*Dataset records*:
§

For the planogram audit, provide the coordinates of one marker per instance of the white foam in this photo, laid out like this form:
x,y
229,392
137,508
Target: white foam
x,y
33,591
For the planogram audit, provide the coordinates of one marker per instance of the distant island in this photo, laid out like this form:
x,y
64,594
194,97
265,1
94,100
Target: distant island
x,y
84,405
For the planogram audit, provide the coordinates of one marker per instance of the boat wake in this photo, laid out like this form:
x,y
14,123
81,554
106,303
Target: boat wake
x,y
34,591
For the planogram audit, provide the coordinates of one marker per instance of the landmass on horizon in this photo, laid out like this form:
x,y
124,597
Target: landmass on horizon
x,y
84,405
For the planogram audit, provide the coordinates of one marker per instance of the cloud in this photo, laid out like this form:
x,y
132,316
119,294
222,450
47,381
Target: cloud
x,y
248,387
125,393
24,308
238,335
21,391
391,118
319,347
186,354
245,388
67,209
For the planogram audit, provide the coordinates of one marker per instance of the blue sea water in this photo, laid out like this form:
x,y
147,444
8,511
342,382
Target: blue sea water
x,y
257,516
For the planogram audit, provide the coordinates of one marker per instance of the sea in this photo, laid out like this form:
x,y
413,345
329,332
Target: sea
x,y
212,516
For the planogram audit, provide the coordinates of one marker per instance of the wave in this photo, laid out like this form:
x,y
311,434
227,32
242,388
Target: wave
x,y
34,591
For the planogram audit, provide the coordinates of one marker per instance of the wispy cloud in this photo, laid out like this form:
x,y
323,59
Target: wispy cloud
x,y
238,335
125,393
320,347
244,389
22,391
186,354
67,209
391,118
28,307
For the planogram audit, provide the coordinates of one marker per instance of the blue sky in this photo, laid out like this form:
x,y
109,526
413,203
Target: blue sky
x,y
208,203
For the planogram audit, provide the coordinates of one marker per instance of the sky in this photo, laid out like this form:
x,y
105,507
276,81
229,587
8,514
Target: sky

§

*Task*:
For this exercise, output the entries above exactly as written.

*Result of this task*:
For the planogram audit, provide the coordinates of one marker per instance of the white foam in this photo, laid out like this form:
x,y
229,392
137,508
Target: white foam
x,y
33,591
For the planogram audit, provide the coordinates of one marker per instance of the distant island in this photo, laid out like this form:
x,y
64,594
194,97
265,1
94,100
Target: distant island
x,y
84,405
For the planogram audit, provide the coordinates of one marker per instance of the boat wake in this photo, laid out like this form:
x,y
14,123
81,554
106,303
Target: boat wake
x,y
34,591
For the planogram audit, provide the coordinates of one marker per instance of the landmass on horizon in this photo, laid out like this form:
x,y
124,597
Target: landmass on horizon
x,y
84,405
For the planogram audit, provide the coordinates of one marker per instance of the cloud in this photo, laid out like this form:
x,y
132,316
119,294
222,450
47,381
Target: cloud
x,y
248,387
125,393
24,308
238,335
21,391
391,118
319,347
186,354
245,388
67,209
For the planogram audit, provide the coordinates of one marker per instance of the blue sea water in this photo, laid out like this form:
x,y
147,444
8,511
342,382
Target: blue sea water
x,y
257,516
For the planogram audit, provide the coordinates of one marker per instance of the sea in this photo, laid out like this form:
x,y
413,345
329,332
Target: sea
x,y
212,516
For the planogram audit, provide the coordinates of one marker per instance of the wave in this photo, laid out like this form:
x,y
311,434
227,32
242,388
Target: wave
x,y
34,591
For the planogram audit, provide the coordinates of one marker per instance of the wispy cloud in this photo, laid out like this form:
x,y
323,59
Target: wispy cloud
x,y
238,335
125,393
320,347
244,389
22,391
186,354
67,209
391,118
28,307
For the planogram audit, provide the coordinates of one marker per instance of the blue sky in this photo, laid out like this form:
x,y
109,526
413,203
Target: blue sky
x,y
208,203
For the planogram audit, provide the coordinates of one marker per instance of the sky in this photo, laid out like this form:
x,y
105,507
276,81
229,587
8,514
Target: sky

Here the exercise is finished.